(begin)
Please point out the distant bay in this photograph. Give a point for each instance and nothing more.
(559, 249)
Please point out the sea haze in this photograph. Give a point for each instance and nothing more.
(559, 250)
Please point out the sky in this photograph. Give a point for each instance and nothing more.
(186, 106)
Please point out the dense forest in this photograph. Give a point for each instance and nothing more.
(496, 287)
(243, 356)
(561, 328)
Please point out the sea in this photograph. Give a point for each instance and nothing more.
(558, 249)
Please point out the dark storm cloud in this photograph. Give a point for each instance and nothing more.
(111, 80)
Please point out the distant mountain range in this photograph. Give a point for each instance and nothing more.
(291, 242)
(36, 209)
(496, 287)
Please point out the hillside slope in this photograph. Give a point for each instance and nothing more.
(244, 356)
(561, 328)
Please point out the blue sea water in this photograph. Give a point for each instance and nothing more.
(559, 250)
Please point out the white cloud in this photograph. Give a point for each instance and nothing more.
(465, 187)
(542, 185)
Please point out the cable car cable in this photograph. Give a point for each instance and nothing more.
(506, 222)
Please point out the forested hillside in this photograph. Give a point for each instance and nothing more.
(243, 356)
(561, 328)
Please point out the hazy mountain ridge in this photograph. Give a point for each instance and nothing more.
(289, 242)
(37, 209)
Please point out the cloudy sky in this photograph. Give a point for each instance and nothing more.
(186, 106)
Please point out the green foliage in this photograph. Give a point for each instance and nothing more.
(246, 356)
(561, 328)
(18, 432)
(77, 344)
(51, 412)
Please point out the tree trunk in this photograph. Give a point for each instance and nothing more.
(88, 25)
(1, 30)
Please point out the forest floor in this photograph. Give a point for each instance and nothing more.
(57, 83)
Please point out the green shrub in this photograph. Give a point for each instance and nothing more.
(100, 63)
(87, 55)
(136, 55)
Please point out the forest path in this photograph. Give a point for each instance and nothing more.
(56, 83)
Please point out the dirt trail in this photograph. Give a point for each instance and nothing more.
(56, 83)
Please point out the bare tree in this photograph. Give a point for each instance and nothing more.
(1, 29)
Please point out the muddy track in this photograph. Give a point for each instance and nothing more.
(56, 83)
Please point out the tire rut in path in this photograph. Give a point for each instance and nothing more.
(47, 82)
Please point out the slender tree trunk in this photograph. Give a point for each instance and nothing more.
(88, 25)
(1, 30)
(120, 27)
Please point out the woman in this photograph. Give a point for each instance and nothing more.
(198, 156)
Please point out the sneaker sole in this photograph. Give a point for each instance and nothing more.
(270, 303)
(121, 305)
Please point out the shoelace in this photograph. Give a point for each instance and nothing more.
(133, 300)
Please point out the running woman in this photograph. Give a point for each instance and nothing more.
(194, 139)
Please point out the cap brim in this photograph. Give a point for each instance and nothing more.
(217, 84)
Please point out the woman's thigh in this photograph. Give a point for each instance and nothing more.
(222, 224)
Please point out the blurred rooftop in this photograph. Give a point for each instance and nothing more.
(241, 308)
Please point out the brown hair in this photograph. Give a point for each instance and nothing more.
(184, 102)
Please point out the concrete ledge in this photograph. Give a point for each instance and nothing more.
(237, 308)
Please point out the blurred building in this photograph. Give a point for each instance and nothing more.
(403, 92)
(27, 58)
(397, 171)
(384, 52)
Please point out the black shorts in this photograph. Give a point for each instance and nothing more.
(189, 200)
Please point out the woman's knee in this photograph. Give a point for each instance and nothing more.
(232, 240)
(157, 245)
(end)
> What to do: Reproduce all of the data above, substituting "locate" for every occurrence of "point out" and leaving everything else unchanged.

> Written solution:
Please locate the distant bay in this photograph. Give a point for each instance and nothing more.
(559, 249)
Please locate the sea haze in this photograph. Give a point for each instance and nothing more.
(559, 250)
Please locate the sky in this photograph. Give a point for each instance and nothing more.
(186, 106)
Please locate the dense forest in this photograph. Give a point for each instance and nothing more.
(496, 287)
(243, 356)
(561, 328)
Please locate the sea in this photograph. Give a point for each instance and nothing more.
(558, 249)
Please locate the dark storm cloud in this photograph. Give a point for each instance and nothing more.
(111, 80)
Please locate the distant mountain range in this photograph. Give a point for each instance and nothing more.
(291, 242)
(36, 209)
(496, 287)
Please locate the hillside slope in this photograph. Give a point for each instance and nothing more.
(244, 356)
(561, 328)
Please locate the blue sea water in this photograph. Give a point for each instance and nothing more.
(559, 250)
Please locate the white cloud in this photograph. Give a point for each instance and nothing more.
(465, 187)
(542, 185)
Please locate the cable car cable in this photograph. Give a point for each instance and nothing more.
(506, 222)
Please locate the forested hillside in this photograph. Give a point for each instance and nothing more.
(243, 356)
(561, 328)
Please locate the hazy mountain ridge in this photograph. Give a point for each instance and nothing more.
(289, 242)
(37, 209)
Please locate the cloudy sky in this photograph. Give a point for each instance and nothing more.
(186, 106)
Please locate the green foliage in this photograph. Give a point for each instance and nothing more.
(246, 356)
(561, 328)
(18, 432)
(77, 344)
(51, 412)
Please locate the tree trunk in this photograph. Give a point for each instance and nothing more.
(88, 25)
(1, 30)
Please locate the forest floor in this photograph. Give a point for each instance and nothing more.
(57, 83)
Please locate the green shrub in this photograph. Give a point for each instance and nothing more.
(100, 63)
(87, 55)
(136, 55)
Please locate the forest path in this photograph. Give a point for each instance and nothing more.
(56, 83)
Please locate the dirt trail in this photograph. Give a point for each instance and nothing more.
(56, 83)
Please locate the bare tree in this photograph. Give a point for each instance and nothing more.
(1, 29)
Please locate the muddy track in this photograph. Give a point for each instance and nothing more.
(56, 83)
Please locate the tire rut in path in this photograph. Give a point for each instance and nothing more.
(47, 82)
Please locate the slender tree trunk in this photograph. Give a point for each instance and nothing more.
(88, 25)
(1, 30)
(120, 27)
Please locate the woman in this photograph. Give a point for each instance and nothing more.
(198, 156)
Please locate the sneaker sole in this photograph. Give a point for each instance and nothing more.
(270, 303)
(121, 305)
Please locate the shoelace in this photograph. Give a point for each instance and nothing more.
(133, 300)
Please locate the running woman in this photograph. Give a point for each instance and nothing more.
(194, 139)
Please locate the cap brim in this photograph. Give a point for each instance and nothing more.
(217, 84)
Please locate the woman's thigh in this photograph. Give a point for each instance and nothing more.
(222, 224)
Please locate the blurred rooftop in this photograph. Give a point for each instance and nothing more.
(241, 308)
Please locate the brown hair in this photograph. Give a point for each instance and nothing more.
(184, 102)
Please locate the concrete ledge in this photograph. Give a point for each instance and nothing more.
(237, 308)
Please locate the blurred building in this photograph. Give a point for each instance and nothing more.
(403, 92)
(27, 58)
(397, 171)
(384, 52)
Please locate the black shorts in this photograph. Give a point for each instance and nothing more.
(189, 200)
Please locate the woman's knee in this photograph. Give a point for each instance and nothing more.
(232, 240)
(157, 245)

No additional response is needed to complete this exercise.